**TASK INSTRUCTIONS:** From the line containing "Category: gray hair." down to the last line of the records below, give every line again without any change.

[Natural language region descriptions]
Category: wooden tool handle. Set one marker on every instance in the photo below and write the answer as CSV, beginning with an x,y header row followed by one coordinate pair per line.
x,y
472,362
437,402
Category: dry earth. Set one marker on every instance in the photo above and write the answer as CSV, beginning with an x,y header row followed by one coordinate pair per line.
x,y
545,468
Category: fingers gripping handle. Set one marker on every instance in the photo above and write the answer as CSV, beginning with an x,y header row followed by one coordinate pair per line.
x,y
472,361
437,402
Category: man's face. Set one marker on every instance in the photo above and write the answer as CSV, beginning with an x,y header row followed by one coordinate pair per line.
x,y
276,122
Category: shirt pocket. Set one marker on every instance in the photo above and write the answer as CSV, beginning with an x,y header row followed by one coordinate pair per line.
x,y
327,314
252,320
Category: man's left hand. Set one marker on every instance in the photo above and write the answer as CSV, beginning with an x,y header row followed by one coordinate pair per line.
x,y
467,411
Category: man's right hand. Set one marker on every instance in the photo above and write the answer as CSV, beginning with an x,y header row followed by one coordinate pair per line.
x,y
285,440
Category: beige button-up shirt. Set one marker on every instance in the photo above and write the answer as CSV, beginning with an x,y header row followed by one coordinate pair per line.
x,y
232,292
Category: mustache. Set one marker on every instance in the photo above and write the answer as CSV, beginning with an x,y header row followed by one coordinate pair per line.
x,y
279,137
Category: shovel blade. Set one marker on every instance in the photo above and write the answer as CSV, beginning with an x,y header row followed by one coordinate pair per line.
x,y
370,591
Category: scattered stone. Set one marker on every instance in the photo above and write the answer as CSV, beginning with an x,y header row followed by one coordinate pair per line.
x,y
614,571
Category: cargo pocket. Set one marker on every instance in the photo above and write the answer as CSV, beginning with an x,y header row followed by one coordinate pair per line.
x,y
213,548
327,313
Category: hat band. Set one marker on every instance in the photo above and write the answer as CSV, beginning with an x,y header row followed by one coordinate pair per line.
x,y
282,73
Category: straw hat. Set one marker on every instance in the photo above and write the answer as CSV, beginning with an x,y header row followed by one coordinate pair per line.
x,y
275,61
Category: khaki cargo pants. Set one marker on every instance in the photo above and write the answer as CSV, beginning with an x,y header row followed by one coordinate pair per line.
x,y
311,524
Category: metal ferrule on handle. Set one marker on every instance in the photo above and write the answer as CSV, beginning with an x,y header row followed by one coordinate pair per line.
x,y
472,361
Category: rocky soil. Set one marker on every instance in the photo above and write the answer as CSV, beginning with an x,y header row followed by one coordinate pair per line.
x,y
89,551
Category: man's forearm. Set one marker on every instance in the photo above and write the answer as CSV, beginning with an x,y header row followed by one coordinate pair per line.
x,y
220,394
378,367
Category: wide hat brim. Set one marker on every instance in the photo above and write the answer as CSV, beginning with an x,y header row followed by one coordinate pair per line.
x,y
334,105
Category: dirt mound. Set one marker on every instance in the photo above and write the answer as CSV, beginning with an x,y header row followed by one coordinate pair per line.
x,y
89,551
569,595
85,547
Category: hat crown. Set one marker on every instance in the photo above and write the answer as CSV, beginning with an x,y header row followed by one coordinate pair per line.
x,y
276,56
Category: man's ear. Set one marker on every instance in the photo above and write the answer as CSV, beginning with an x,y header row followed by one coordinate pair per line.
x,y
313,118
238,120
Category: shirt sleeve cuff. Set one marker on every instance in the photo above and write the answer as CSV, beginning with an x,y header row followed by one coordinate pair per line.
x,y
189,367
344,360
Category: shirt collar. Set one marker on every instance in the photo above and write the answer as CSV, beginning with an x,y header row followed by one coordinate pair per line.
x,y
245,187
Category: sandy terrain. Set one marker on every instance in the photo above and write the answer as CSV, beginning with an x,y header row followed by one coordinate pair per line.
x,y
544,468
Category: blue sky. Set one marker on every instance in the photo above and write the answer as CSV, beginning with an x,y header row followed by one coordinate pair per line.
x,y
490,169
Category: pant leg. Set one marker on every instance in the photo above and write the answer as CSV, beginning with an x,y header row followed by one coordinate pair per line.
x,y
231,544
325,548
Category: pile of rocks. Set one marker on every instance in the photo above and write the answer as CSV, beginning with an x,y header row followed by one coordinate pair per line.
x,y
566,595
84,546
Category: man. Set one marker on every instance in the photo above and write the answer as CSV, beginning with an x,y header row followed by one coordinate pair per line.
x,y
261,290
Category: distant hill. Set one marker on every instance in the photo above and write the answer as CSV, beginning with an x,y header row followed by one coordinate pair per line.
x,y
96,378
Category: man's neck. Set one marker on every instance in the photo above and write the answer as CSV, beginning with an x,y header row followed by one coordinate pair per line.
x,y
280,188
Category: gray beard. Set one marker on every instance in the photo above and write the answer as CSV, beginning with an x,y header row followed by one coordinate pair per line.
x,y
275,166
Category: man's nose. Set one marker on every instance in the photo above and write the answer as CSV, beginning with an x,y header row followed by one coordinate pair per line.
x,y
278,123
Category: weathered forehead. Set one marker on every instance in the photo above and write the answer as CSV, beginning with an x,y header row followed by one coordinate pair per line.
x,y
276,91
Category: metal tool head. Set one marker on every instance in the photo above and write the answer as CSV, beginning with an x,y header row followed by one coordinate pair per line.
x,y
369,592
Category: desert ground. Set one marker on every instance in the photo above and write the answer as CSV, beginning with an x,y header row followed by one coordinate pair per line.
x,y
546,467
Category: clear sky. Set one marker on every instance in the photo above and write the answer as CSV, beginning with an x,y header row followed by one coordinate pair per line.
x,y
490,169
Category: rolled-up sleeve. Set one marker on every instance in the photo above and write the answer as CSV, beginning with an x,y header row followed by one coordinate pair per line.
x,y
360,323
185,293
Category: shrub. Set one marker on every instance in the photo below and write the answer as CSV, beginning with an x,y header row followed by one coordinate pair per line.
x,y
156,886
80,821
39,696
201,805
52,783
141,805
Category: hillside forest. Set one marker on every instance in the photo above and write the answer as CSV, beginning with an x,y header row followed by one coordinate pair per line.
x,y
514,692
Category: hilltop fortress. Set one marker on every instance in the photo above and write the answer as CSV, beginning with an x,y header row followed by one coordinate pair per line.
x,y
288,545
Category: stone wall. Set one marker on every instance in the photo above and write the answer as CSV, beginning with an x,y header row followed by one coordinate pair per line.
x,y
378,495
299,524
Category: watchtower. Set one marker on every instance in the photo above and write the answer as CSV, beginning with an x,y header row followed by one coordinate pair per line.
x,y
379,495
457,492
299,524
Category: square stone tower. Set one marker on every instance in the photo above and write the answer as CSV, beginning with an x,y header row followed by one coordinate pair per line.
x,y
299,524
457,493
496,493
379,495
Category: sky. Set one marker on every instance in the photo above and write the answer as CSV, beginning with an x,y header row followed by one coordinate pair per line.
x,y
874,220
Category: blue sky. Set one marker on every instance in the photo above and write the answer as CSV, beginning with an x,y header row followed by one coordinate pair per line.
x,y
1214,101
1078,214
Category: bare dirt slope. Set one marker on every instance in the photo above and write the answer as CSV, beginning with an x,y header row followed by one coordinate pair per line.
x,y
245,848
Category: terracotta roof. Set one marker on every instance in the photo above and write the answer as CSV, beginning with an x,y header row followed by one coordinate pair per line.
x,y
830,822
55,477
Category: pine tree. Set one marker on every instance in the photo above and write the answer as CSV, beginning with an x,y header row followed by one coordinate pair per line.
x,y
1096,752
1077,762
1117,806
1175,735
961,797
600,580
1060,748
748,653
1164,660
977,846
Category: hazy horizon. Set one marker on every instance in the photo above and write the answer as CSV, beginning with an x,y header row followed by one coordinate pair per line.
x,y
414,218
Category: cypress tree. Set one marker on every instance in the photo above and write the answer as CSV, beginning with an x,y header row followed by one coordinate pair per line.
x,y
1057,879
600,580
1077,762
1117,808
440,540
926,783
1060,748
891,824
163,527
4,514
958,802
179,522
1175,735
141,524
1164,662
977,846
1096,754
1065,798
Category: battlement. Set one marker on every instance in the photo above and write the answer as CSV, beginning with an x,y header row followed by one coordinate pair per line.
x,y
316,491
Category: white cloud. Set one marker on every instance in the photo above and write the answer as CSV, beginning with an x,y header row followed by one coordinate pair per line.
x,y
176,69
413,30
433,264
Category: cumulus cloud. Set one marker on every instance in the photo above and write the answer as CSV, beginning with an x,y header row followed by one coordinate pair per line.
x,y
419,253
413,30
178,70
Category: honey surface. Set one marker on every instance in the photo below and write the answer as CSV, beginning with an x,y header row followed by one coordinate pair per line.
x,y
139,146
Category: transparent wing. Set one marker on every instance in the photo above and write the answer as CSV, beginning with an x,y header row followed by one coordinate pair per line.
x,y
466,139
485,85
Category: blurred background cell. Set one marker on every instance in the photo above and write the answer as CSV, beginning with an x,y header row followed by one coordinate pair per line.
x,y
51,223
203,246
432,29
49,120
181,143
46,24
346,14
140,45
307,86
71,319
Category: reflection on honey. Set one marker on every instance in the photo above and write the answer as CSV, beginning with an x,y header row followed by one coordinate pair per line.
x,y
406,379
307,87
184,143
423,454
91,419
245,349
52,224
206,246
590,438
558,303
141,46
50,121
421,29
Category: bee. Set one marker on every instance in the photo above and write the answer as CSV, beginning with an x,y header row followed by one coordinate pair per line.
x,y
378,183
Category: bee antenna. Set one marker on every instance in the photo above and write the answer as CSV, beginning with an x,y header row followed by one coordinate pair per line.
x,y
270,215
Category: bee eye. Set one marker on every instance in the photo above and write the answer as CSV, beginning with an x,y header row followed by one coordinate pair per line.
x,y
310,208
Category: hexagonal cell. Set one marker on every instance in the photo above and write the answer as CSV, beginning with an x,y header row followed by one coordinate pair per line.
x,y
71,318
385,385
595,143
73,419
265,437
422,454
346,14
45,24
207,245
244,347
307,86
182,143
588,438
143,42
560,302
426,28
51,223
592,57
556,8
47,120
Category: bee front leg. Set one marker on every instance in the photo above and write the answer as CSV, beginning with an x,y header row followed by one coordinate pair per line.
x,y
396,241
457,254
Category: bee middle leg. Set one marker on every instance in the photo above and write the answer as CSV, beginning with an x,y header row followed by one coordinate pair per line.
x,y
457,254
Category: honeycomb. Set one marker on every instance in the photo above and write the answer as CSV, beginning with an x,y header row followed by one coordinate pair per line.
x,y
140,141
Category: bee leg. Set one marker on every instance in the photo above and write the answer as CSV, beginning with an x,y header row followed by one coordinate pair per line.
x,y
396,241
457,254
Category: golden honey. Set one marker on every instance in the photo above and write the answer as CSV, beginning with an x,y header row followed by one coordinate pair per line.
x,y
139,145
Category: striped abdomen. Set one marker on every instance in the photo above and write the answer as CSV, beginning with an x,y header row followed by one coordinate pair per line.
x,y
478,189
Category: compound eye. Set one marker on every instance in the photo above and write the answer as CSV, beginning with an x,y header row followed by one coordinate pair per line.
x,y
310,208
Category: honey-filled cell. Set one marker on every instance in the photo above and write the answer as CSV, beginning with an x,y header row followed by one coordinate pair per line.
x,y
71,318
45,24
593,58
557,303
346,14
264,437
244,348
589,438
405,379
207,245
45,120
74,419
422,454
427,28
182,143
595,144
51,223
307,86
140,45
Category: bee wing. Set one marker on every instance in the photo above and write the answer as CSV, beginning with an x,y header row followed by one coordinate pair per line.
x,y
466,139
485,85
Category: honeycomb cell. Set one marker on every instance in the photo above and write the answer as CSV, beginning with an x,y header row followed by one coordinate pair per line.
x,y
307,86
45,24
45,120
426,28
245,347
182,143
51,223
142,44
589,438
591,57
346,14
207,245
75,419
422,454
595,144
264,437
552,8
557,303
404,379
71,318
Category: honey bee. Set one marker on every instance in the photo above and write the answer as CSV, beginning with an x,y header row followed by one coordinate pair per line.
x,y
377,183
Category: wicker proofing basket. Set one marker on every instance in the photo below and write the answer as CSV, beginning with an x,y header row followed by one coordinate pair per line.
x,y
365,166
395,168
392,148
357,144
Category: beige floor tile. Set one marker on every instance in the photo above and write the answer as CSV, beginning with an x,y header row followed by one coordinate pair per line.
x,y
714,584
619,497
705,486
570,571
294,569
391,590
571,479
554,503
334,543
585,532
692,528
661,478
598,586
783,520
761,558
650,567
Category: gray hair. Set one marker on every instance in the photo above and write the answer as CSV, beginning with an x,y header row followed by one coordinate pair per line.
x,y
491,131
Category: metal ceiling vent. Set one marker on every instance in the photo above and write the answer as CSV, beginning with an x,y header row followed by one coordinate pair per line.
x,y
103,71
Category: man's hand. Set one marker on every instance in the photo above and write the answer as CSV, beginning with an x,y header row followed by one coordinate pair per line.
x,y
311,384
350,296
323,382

**OUTPUT OF THE TASK:**
Category: gray hair. Set one marker on every instance in the photo above and write the answer as CSV, beginning with an x,y header row followed by one coordinate pair per line.
x,y
491,131
Category: metal ceiling vent. Set one marker on every instance in the photo above and write the answer as CSV, beginning with an x,y header row followed by one coordinate pair per line.
x,y
103,71
Category: man's hand. Set one marker on every instance in the photo above and write the answer as CSV, beginning with an x,y header row followed by one coordinate pair per line.
x,y
311,384
350,296
323,382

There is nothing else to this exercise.